[START Supplied material]

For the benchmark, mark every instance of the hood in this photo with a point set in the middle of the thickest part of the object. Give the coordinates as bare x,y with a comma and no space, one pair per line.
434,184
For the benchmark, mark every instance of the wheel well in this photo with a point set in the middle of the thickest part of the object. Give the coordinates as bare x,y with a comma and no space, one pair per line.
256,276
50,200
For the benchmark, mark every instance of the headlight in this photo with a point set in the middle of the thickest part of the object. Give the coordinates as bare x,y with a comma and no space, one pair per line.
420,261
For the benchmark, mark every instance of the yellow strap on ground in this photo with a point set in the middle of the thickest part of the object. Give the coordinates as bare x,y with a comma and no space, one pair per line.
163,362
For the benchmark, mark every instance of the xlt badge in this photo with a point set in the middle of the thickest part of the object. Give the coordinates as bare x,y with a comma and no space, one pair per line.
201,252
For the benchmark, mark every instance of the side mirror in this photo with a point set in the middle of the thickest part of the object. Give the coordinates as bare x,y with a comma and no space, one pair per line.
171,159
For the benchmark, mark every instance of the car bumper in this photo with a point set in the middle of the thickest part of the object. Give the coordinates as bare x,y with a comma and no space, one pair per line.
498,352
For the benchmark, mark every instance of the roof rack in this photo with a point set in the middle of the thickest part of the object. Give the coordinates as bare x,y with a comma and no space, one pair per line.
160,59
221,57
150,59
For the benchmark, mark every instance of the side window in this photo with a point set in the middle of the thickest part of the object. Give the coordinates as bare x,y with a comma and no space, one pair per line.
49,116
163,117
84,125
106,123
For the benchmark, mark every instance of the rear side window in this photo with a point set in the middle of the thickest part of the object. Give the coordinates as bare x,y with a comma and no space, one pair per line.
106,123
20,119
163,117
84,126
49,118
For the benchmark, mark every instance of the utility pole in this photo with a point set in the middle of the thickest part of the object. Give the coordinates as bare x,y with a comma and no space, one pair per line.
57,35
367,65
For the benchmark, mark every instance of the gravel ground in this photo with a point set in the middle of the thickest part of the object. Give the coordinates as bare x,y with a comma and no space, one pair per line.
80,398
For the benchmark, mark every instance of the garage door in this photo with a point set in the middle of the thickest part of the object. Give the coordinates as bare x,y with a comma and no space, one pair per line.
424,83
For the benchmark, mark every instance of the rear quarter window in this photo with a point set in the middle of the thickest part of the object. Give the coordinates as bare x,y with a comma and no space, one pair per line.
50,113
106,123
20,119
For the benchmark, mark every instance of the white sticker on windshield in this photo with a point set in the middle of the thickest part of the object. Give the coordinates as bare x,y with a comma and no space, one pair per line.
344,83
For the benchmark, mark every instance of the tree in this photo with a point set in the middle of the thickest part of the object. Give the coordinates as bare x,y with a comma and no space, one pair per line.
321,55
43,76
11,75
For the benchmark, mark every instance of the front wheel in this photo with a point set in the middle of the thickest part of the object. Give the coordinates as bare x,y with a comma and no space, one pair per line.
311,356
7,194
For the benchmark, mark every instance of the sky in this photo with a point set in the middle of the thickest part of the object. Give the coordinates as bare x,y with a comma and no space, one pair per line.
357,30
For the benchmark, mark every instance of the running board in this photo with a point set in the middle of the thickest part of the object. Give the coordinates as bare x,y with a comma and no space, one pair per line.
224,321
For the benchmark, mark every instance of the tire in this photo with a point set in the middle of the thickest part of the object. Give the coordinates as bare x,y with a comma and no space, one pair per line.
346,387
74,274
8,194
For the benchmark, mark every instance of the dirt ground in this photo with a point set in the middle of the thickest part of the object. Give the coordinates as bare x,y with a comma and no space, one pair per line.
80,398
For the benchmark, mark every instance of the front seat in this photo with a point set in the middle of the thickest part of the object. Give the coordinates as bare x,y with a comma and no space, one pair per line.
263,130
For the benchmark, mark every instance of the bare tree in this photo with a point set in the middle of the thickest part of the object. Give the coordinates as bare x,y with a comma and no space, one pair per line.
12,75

[END Supplied material]

_Exercise directions_: Please turn the stretch from the line containing "For the benchmark, mark every instance of the running" through the end of the entries into a numbered list, leaving out any blank lines.

_Finished task_:
1. For the benchmark, mark every instance of the running board in this photo with a point set in the middle of the thickest part of the object. Give the coordinates as bare x,y with a comma and no space, one pair per line.
2. 224,321
3. For the benchmark, mark every instance of the tire in this photo with a point set in the middle of the thickest part of the object. Give the coordinates as bare x,y with a comma and no space, one pair per line.
4. 346,387
5. 74,274
6. 8,194
7. For the benchmark, mark every instance of the dirt ground in this photo with a point set in the middle of the thickest part of the object. Give the coordinates as bare x,y with a comma and no space, one pair per line.
8. 80,398
9. For the benchmark, mark every instance of the front seat in this photo with a point set in the middle of the thickest part of the object. Give the coordinates as bare x,y with a comma and no space, one pair per line.
10. 263,130
11. For the benchmark, mark every instance of the bare tree in this photo with a point set in the middle of the thickest part of the object. Give the coordinates as bare x,y with a comma and no space, one pair per line.
12. 12,75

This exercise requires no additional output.